§ DOCUMENT EXCERPT
= = = = = = =

The Thirty had announced as part of their programme that they would purge the city of wrong-doers. They put to death a number of men of bad character, including some notorious informers; but they presently proceeded to execute, with or without trial, not only prominent democrats, but also men of oligarchical views who. though unfriendly to democracy, were also unfriendly to injustice and illegality. Among the latter victims was Niceratus, the son of Nicias. To the motives of fear and revenge was soon added the appetite for plunder; and some men were executed because they were rich, while many fled, happy to escape with their lives. Even metics, who had little to do with politics, were despoiled; thus the speech­writer Lysias and his brother Polemarchus, who kept a lucrative manufactory of shields, were arrested, and while Lysias succeeded in making his escape, Polemarchus was put to death. And while many Athenians were removed by hemlock or driven into banishment, others were required to assist in the revolting service of arresting fellow-citizens, in order that they might thereby become accomplices in the guilt of the government. Thus the philosopher Socrates and four others were commanded with severe threats to arrest an honest citizen, Leon of Salamis. Socrates refused without hesitation to do the bidding of the tyrants; the others were not so brave. Yet Socrates was not punished for his defiance; and this immunity was perhaps due to some feeling of piety in the heart of Critias, who had been one of his pupil-companions; a feeling which might be safely indulged, as the philosopher was neither wealthy nor popular.

= = = = = = =

§ DATASET EXTRACT
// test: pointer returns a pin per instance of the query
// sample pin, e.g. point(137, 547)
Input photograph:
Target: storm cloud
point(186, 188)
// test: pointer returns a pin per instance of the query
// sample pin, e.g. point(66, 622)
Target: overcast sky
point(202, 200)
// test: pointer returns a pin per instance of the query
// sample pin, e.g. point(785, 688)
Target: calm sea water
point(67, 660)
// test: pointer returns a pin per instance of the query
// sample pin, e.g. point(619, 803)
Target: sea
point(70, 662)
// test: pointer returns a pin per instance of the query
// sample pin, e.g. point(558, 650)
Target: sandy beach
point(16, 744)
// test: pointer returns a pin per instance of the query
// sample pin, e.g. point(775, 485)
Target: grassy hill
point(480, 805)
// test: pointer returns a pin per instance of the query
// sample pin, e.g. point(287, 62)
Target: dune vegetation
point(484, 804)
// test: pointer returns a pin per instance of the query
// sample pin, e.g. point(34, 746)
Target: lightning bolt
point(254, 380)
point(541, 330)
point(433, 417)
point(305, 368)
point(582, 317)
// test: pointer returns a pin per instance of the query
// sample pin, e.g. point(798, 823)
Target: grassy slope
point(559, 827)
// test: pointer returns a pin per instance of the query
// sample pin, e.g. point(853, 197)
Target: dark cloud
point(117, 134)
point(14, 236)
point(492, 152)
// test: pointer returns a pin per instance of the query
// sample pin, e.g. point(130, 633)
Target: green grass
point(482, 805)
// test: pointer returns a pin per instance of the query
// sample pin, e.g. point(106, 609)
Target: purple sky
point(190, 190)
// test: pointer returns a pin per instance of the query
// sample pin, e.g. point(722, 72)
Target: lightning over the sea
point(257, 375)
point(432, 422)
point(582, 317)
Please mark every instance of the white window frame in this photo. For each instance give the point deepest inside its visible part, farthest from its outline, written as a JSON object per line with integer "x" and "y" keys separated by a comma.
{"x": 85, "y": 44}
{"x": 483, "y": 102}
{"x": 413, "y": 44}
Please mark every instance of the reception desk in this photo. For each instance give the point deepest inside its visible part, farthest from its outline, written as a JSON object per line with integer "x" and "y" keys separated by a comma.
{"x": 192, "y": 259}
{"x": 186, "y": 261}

= = = = = = =

§ REQUESTS
[1] Summarize the passage on the Thirty in two sentences.
[2] Write the next part of the passage on the Thirty, picking up after its final sentence.
The lines above are separate material from the passage on the Thirty.

§ EXERCISE RESPONSES
[1] After announcing that they would purge the city of wrong-doers, the Thirty put to death men of bad character, including notorious informers, but went on to execute prominent democrats, oligarchs who opposed injustice such as Niceratus, and men killed for their wealth, even despoiling metics like Polemarchus, who was put to death while his brother Lysias escaped. They also forced citizens to help arrest others so as to make them accomplices, and when Socrates refused an order to arrest Leon of Salamis, he was not punished, perhaps because Critias, once his pupil-companion, felt some piety toward him.

[2]
To these judicial murders and this organised system of plundering, Theramenes was unreservedly opposed. The majority of the Council shared his disapprobation; and he would have been able to establish a moderate constitution, but for the ability and strength of Critias. His representations, indeed, induced the Thirty to broaden the basis on which their power rested by creating a body of 3000 citizens, who had the privilege of bearing arms and the right of being tried by the Council. All outside that body were liable to be condemned to death by sentence of the Thirty, without a trial. The body of 3000 had practically no political rights, and were chosen so far as possible from known partisans of the government, the staunchest of whom were the thousand knights. This measure naturally did not satisfy Theramenes; his suggestions had, in fact, been used with a purpose very different from his,—to secure, not to alter, the government.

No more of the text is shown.